* WHAT IS REQUIRED *
Please set down, exactly as written, the line containing "Where can the bush" and every line after it through the end of the records.

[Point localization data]
────

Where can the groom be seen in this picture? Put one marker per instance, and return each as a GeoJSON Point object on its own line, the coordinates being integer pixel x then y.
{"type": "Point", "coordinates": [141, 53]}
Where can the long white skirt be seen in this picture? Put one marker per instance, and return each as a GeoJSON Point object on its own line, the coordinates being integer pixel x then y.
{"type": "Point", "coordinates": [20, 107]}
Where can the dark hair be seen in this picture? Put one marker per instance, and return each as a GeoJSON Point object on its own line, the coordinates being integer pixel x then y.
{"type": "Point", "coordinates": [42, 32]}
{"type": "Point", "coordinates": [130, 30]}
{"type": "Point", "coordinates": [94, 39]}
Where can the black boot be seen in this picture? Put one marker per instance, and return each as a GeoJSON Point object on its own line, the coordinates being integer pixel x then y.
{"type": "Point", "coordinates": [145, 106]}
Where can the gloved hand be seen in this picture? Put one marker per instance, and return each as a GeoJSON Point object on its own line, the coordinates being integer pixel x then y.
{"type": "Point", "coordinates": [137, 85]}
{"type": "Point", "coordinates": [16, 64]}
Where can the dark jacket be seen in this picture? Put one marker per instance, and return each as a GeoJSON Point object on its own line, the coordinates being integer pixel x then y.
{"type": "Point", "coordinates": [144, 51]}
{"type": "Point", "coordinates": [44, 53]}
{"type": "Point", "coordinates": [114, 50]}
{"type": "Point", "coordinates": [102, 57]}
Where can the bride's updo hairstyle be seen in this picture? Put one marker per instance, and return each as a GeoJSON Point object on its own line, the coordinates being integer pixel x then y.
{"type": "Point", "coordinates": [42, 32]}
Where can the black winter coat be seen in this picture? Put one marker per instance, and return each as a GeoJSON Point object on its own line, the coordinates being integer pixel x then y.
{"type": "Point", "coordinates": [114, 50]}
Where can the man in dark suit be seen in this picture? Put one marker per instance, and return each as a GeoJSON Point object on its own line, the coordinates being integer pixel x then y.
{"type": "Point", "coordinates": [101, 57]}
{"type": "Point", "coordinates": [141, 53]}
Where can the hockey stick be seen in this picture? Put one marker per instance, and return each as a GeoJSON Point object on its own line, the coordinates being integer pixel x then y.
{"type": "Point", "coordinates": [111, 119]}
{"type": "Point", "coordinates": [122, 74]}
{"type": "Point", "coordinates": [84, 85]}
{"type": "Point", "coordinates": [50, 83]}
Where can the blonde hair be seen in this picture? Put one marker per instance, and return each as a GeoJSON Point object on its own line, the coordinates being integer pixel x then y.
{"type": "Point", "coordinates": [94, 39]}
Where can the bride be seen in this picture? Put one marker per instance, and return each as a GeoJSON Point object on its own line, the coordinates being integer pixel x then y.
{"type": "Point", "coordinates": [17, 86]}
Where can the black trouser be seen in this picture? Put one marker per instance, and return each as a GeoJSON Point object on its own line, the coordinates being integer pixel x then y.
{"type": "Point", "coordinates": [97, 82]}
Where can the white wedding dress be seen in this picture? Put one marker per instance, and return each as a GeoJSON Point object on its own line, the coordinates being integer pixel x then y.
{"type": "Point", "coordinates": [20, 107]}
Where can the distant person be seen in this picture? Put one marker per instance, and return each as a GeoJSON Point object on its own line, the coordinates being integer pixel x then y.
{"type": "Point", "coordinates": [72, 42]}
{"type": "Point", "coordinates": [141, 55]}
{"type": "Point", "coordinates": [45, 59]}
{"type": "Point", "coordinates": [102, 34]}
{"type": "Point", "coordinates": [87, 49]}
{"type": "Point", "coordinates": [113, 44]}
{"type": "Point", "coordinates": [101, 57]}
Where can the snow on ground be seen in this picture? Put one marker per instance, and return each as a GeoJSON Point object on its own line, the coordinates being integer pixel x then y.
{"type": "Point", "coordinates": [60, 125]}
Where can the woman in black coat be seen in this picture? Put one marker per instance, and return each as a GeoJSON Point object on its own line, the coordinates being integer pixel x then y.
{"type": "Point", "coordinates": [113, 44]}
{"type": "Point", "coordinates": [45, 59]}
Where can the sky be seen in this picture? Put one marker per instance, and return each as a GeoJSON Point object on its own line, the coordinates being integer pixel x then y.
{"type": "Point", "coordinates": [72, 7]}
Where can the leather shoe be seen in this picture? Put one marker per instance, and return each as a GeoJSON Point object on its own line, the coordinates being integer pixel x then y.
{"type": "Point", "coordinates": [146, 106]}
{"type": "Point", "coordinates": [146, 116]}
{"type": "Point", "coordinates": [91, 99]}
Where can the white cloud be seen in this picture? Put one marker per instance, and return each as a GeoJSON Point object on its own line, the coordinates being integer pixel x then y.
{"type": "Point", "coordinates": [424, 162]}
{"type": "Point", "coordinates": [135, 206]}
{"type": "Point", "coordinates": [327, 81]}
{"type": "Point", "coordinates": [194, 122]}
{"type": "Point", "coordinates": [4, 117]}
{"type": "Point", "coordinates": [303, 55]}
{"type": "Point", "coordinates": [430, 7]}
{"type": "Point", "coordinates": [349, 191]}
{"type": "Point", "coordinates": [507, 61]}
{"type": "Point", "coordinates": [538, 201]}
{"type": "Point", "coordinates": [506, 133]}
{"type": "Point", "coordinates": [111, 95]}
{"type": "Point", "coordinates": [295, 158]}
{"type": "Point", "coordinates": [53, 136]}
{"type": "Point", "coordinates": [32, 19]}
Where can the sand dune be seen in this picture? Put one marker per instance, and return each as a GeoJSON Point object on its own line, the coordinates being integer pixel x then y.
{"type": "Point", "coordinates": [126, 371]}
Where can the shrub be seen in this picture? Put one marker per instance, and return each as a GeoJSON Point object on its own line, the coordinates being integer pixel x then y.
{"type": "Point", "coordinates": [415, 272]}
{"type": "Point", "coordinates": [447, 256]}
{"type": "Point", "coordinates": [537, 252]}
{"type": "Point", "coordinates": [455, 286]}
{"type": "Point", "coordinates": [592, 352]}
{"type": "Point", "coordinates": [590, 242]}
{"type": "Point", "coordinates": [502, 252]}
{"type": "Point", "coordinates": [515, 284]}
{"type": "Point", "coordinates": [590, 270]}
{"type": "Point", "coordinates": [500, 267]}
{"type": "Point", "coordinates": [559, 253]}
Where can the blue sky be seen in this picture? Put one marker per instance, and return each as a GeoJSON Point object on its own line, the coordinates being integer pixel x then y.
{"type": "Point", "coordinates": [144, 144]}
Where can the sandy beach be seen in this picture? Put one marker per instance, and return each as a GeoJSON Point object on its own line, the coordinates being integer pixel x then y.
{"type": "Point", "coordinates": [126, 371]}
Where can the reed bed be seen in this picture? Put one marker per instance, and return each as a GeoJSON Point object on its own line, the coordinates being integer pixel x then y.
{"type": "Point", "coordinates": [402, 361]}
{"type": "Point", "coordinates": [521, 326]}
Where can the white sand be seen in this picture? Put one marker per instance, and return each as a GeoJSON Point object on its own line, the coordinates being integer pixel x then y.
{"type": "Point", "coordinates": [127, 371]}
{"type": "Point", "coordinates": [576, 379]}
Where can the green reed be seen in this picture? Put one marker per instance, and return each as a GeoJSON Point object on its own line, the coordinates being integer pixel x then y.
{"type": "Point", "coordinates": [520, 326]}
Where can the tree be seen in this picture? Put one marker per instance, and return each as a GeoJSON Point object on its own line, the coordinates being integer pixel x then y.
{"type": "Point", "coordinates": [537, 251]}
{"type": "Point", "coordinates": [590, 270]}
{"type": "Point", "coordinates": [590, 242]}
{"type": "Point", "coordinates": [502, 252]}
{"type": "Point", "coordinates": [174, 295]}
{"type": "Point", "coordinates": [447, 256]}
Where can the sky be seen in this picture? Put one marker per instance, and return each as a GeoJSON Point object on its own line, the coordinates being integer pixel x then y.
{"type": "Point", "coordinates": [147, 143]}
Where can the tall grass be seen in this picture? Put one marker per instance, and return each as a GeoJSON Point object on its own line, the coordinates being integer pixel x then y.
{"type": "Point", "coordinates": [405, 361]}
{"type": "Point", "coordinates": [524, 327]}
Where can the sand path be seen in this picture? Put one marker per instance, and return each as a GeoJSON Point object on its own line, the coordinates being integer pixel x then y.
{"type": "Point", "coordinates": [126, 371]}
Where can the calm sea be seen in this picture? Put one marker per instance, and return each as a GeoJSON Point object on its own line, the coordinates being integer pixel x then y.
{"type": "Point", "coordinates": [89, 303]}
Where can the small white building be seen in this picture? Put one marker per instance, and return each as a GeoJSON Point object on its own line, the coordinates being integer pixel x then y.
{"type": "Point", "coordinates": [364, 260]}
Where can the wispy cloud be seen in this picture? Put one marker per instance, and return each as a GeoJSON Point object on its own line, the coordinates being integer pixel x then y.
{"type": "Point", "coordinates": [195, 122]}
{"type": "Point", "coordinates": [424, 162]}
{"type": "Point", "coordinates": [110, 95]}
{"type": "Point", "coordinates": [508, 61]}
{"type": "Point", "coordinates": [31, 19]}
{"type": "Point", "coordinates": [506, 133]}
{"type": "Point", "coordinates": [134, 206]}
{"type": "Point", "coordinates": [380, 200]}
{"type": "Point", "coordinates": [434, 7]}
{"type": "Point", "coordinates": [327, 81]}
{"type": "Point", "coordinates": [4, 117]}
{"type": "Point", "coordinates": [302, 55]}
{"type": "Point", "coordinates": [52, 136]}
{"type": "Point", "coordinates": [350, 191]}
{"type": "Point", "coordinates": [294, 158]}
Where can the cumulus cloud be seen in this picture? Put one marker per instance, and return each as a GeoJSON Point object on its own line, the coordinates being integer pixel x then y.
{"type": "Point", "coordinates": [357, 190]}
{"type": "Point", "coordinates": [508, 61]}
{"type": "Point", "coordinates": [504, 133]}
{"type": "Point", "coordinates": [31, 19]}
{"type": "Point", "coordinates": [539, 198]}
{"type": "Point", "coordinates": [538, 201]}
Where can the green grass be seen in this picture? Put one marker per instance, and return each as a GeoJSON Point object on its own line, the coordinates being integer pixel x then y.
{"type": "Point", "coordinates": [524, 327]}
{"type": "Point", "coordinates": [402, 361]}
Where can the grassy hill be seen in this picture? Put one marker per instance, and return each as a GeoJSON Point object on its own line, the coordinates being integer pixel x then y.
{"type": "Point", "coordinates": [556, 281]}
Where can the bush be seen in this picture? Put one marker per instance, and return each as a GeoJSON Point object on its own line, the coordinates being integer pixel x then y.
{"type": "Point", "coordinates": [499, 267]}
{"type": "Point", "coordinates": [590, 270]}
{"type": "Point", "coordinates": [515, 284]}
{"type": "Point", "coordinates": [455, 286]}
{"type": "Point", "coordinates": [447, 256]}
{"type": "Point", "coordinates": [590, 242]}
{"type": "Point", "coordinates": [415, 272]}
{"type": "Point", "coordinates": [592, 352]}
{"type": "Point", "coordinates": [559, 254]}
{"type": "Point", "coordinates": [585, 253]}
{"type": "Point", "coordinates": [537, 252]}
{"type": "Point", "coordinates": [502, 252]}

────

* RESULT OF THE TASK *
Where can the bush be seen in this picture? Put one marker per instance, and return each as a GeoJSON Point object on its own line, the coordinates being integer pixel x then y.
{"type": "Point", "coordinates": [499, 267]}
{"type": "Point", "coordinates": [590, 270]}
{"type": "Point", "coordinates": [515, 284]}
{"type": "Point", "coordinates": [455, 286]}
{"type": "Point", "coordinates": [447, 256]}
{"type": "Point", "coordinates": [590, 242]}
{"type": "Point", "coordinates": [415, 272]}
{"type": "Point", "coordinates": [592, 352]}
{"type": "Point", "coordinates": [559, 254]}
{"type": "Point", "coordinates": [585, 253]}
{"type": "Point", "coordinates": [537, 252]}
{"type": "Point", "coordinates": [502, 252]}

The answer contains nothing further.